Problem to work on: Please repeat word for word the lines of the rows below, starting with the line that contains "Accessibility service: describe the location of shirt sleeve" and going on through the line that contains "351,582 -> 781,1133", both of those lines included.

Source data:
---------------

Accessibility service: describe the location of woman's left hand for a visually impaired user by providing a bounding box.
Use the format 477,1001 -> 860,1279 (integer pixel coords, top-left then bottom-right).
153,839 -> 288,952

---------------

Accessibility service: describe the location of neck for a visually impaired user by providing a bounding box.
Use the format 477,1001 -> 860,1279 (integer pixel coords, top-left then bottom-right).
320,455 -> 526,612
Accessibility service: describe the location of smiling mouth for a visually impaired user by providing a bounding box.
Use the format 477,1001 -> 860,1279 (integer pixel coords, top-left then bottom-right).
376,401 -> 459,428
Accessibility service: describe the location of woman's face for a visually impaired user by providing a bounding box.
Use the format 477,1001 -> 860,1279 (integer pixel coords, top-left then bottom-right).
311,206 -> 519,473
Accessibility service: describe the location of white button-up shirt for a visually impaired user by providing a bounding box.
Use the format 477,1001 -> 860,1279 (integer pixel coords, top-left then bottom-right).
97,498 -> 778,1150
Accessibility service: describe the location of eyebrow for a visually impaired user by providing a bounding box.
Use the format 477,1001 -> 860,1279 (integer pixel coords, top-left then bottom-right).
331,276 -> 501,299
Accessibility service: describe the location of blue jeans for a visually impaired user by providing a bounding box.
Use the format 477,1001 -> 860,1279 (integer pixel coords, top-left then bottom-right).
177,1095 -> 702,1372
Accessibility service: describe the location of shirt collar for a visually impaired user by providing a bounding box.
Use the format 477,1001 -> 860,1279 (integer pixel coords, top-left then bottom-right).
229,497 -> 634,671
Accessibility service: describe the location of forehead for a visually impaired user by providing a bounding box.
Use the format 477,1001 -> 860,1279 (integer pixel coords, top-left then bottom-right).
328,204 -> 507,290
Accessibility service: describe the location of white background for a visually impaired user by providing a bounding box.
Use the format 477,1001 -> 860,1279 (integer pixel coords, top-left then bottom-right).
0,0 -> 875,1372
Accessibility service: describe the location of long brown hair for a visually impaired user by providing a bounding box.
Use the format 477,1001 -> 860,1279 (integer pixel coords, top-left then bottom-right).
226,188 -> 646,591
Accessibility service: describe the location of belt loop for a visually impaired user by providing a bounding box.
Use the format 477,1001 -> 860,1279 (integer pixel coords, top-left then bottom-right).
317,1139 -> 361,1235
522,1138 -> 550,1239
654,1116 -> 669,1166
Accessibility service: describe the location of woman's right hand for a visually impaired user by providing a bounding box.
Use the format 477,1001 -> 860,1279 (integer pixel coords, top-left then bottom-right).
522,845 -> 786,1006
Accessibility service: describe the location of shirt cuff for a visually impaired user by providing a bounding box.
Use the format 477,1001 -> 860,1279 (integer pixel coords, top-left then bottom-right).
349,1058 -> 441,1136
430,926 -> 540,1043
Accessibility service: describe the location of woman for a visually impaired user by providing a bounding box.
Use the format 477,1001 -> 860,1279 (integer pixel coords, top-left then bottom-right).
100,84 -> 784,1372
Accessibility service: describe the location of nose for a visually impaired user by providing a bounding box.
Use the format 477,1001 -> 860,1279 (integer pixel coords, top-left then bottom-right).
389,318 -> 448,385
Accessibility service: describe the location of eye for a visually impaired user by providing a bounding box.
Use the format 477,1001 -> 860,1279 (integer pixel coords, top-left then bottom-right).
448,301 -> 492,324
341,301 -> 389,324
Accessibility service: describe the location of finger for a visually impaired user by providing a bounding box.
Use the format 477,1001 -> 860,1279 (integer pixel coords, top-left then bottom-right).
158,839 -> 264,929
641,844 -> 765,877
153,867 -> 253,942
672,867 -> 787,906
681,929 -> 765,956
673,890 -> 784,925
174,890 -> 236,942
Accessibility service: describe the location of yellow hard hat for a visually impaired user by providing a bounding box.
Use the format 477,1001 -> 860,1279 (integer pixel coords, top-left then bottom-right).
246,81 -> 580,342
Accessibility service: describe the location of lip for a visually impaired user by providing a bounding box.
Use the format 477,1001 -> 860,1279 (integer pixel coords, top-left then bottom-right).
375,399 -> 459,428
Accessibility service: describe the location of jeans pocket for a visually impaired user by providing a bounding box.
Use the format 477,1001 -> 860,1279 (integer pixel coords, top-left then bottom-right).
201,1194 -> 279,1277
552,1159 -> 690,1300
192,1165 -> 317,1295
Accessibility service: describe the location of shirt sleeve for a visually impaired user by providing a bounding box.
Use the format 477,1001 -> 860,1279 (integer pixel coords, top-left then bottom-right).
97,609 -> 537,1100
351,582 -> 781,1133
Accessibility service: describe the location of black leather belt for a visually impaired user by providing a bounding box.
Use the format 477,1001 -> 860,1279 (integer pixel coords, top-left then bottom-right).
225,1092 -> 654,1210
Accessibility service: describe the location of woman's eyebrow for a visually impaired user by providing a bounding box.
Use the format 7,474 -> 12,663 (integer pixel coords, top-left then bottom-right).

---------------

Solution for this task:
Accessibility service: describe the location of shirt sleeve for a visually impaired user by providing a bounding box.
Use the format 477,1001 -> 860,1279 (integer pixel coords, top-left then bottom-right).
97,609 -> 537,1100
351,582 -> 781,1133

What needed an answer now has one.